--- DATASET EXCERPTS ---

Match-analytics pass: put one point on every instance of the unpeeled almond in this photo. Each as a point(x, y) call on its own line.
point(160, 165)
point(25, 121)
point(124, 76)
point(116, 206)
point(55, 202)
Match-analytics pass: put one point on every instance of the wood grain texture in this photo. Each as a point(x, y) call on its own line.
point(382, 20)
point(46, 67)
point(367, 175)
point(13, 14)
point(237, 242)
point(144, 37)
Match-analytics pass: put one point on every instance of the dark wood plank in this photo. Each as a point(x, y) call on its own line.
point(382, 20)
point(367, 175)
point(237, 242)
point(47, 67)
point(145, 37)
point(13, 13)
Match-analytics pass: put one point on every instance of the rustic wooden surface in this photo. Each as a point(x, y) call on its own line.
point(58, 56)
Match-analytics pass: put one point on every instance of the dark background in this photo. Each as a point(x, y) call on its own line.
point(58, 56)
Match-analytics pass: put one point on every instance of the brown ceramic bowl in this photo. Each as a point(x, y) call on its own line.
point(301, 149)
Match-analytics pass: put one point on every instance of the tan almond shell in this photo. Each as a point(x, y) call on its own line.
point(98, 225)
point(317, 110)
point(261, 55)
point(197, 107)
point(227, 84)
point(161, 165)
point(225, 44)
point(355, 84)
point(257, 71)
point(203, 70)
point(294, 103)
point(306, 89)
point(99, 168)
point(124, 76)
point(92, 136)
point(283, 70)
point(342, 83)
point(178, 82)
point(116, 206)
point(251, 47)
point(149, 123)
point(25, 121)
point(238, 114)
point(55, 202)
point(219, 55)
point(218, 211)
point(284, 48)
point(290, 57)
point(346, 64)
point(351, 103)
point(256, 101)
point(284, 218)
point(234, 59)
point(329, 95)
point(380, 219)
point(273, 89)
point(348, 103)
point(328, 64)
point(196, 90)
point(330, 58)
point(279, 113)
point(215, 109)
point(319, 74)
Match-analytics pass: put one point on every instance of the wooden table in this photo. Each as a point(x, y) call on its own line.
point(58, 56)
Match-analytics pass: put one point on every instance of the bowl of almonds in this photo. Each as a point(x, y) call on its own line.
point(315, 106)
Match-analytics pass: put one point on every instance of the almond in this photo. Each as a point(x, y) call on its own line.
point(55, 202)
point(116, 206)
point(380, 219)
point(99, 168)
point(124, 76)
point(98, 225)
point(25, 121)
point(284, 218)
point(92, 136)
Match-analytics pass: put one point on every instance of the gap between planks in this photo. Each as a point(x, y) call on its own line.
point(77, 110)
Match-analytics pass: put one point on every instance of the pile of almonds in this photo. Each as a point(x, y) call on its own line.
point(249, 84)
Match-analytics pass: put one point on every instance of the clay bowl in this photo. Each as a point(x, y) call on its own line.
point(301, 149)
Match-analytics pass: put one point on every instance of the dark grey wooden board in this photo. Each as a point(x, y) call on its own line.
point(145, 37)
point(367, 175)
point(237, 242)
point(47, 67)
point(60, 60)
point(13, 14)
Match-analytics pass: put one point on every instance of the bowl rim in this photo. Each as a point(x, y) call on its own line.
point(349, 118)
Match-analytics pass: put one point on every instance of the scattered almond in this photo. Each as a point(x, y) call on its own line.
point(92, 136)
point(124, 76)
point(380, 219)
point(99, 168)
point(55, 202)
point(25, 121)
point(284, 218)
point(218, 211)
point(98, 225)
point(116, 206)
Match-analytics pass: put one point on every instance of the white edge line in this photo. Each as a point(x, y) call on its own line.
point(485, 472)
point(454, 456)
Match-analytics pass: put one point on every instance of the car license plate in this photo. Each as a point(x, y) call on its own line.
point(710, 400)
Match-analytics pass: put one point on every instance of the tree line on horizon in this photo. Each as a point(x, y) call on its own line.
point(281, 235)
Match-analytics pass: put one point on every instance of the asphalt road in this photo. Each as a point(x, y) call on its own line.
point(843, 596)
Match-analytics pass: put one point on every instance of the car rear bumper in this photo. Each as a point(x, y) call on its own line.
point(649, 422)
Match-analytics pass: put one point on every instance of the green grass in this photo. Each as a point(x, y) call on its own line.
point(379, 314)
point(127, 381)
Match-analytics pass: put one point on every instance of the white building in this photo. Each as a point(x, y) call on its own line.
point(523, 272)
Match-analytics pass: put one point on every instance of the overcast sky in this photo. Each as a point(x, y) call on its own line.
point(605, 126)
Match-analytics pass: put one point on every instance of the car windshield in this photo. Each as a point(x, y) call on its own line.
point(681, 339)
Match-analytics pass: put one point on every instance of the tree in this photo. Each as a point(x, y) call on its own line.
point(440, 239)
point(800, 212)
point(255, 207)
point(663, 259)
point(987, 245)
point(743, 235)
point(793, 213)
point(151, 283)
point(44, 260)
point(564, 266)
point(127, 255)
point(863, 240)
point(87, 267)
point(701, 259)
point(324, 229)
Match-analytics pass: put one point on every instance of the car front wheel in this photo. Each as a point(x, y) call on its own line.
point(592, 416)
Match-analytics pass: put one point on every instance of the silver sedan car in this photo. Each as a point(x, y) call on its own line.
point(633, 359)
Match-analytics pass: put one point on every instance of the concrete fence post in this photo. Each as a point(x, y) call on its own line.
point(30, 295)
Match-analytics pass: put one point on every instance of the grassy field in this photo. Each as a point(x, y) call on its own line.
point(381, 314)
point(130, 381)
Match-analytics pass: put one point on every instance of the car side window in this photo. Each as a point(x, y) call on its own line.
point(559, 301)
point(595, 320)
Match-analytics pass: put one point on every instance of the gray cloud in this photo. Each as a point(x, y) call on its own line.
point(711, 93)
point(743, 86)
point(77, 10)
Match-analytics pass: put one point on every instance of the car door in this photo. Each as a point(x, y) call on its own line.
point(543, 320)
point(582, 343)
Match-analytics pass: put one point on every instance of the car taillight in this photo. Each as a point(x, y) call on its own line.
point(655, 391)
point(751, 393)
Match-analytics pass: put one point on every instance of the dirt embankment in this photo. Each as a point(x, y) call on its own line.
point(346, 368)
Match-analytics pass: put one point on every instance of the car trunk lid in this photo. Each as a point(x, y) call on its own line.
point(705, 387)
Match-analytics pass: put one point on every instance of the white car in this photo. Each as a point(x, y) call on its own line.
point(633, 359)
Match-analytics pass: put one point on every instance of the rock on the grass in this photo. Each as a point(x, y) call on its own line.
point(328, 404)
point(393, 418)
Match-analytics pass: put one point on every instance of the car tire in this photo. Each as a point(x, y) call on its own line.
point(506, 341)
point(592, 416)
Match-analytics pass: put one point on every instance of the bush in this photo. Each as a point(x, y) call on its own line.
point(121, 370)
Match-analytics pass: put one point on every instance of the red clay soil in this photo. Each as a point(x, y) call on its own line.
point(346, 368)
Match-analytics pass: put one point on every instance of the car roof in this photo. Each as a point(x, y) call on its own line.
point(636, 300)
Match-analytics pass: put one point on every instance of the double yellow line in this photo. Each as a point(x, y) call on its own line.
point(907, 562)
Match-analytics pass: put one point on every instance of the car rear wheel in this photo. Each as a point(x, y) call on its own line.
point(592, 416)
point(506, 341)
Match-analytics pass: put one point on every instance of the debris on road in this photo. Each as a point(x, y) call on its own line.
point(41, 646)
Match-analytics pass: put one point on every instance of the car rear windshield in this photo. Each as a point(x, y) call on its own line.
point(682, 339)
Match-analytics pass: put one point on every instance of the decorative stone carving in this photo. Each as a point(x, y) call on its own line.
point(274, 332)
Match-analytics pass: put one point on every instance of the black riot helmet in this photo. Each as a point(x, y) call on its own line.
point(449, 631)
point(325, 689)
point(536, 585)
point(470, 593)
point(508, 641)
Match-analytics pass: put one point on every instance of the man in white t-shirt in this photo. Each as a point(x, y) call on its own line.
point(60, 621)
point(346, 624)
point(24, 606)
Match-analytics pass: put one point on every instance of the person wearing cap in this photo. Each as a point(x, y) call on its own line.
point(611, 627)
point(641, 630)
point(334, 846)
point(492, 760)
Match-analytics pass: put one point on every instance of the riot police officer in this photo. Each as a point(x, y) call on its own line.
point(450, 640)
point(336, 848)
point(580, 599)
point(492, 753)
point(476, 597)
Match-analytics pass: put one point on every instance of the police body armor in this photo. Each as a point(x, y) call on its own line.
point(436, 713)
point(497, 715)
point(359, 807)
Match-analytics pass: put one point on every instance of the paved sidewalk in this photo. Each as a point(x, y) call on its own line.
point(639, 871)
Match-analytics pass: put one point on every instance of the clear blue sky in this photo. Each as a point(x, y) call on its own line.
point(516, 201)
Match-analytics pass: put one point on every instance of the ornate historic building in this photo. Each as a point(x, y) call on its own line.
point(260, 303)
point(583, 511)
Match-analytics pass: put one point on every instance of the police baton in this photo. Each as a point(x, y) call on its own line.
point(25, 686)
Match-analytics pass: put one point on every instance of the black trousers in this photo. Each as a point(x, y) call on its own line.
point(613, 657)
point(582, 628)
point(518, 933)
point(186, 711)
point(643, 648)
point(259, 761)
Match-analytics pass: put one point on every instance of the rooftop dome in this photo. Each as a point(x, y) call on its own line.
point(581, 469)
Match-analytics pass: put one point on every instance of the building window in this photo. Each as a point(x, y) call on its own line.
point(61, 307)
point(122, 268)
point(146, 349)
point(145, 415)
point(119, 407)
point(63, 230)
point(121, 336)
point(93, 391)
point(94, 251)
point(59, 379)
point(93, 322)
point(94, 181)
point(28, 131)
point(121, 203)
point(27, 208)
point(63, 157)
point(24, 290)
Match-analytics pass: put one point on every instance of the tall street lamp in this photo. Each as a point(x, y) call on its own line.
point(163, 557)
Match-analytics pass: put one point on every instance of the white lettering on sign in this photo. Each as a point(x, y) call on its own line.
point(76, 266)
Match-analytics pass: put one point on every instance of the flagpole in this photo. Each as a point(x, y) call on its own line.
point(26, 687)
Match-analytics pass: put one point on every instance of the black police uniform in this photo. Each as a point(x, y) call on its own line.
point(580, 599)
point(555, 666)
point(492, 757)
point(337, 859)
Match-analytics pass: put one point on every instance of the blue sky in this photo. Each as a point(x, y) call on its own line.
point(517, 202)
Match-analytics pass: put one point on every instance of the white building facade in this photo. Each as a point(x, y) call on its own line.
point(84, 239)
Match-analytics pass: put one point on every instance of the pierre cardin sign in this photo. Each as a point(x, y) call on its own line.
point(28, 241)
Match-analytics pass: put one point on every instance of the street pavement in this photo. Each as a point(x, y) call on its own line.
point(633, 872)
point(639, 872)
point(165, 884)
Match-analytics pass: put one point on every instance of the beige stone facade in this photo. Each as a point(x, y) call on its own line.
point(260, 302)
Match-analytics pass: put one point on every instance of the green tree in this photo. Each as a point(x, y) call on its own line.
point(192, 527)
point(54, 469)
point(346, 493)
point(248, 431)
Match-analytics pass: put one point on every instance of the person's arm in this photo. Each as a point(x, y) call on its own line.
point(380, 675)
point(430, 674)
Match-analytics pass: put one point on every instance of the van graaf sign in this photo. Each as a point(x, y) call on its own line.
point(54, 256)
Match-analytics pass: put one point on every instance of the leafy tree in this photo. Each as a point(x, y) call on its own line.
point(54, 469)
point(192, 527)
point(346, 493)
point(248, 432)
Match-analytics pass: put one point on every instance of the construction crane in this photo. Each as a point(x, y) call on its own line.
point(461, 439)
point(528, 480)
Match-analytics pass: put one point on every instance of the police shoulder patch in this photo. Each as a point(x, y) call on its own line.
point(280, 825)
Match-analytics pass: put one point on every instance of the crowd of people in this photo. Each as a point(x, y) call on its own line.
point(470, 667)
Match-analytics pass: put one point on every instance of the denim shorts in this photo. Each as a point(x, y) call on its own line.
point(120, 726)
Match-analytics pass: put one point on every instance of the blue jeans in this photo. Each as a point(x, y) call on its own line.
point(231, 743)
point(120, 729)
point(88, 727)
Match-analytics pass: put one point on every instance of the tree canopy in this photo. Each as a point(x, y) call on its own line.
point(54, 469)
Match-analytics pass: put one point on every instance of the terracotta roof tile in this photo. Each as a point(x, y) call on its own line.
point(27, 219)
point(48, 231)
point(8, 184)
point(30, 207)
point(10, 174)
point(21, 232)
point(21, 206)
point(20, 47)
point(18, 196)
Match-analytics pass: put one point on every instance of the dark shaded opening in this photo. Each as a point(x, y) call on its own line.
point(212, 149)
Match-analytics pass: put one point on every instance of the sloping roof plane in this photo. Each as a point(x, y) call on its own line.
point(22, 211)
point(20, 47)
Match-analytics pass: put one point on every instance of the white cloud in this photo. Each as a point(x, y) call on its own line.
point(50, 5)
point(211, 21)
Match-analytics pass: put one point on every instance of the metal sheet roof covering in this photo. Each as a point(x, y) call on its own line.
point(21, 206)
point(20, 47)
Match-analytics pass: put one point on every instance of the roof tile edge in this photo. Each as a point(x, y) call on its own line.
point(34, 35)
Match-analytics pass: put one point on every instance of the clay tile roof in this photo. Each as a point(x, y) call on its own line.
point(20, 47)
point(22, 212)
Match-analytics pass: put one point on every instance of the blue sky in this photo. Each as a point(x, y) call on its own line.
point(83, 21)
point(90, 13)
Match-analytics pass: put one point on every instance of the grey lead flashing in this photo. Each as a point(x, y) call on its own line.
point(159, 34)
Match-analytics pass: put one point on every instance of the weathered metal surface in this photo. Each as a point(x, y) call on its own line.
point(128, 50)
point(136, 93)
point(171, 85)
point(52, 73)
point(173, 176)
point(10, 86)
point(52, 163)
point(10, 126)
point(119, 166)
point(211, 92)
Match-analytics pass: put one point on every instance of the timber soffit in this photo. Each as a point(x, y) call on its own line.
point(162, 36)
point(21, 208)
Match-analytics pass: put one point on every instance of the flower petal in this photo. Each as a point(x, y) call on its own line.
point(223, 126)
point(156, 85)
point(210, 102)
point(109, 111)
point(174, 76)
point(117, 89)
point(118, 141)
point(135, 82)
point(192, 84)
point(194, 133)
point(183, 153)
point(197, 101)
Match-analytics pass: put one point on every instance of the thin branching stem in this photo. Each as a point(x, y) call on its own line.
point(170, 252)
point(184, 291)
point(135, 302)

---

[AIM] Could you print, word for word, the stretch of the listing from the line containing "of the grey" through the line containing "point(159, 34)"?

[EXERCISE RESULT]
Match-analytics pass: put one point on every instance of the grey lead flashing in this photo. Each as a point(x, y) call on its own line.
point(159, 34)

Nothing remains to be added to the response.